:: ENTRADAS
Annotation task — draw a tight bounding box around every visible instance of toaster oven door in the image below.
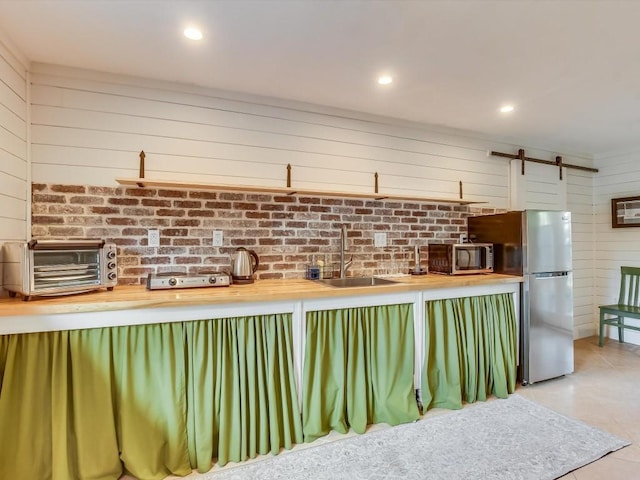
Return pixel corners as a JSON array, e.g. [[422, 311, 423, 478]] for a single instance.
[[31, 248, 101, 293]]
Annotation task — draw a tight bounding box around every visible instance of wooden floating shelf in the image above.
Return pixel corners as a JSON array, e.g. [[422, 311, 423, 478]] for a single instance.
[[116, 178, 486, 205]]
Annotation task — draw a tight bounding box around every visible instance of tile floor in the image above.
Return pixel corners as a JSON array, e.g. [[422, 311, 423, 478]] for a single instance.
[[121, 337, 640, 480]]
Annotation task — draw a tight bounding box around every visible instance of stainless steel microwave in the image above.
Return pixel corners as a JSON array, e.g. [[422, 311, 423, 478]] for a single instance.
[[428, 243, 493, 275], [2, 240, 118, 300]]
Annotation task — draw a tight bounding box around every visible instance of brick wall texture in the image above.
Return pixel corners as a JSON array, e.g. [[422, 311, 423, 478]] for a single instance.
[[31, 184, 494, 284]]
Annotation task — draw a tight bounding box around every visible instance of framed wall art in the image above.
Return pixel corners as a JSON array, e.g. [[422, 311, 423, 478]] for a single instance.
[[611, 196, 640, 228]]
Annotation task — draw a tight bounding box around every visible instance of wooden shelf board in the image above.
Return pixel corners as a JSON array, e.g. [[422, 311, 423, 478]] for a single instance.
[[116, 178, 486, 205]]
::::
__DESCRIPCIÓN DE LA TAREA__: Presenta todas las líneas de las entradas anteriores como una lista numerada y omite las líneas en blanco. No incluyas la imagen en la respuesta.

__RESPUESTA CORRECTA__:
1. Annotation task — draw a tight bounding box around every visible instance of toaster oven door in the image below.
2. Return pixel corners as a JSON array, e.g. [[422, 311, 423, 478]] for a single instance.
3. [[31, 248, 101, 293]]
4. Annotation task — draw a tight bounding box around every visible instance of wooden floating shelf in the image above.
5. Return pixel corners as a JSON array, e.g. [[422, 311, 423, 478]] for a single instance.
6. [[116, 178, 486, 205]]
7. Annotation task — draw a tight bounding box around every visible instance of tile floor in the image above.
8. Return pixel corners as a JSON array, e.g. [[422, 311, 423, 478]] for a single instance.
9. [[121, 337, 640, 480]]
10. Annotation task — draw a tight bounding box around every visible instance of stainless steel microwave in the image above.
11. Return pixel corners as a JSON array, e.g. [[422, 311, 423, 478]] for a single instance.
12. [[428, 243, 493, 275], [2, 240, 118, 300]]
13. Annotation task — draw a tight bounding box around every visible instance of brick wall texture in the image above.
14. Return pixel corners as a JSON array, e.g. [[422, 311, 423, 478]] for a single instance.
15. [[31, 184, 494, 284]]
16. Annotation task — draw a tight bounding box around every visible instance of framed wall art in the image above.
17. Return pixel corners as a JSON array, e.g. [[422, 311, 423, 478]] for a single instance.
18. [[611, 196, 640, 228]]
19. Annotation task — draw a tight bounding box around every visible instance of wooden shelf board in the image above.
20. Return pixel corners as a JSON array, e.g. [[422, 311, 423, 478]] for a single instance.
21. [[116, 178, 486, 205]]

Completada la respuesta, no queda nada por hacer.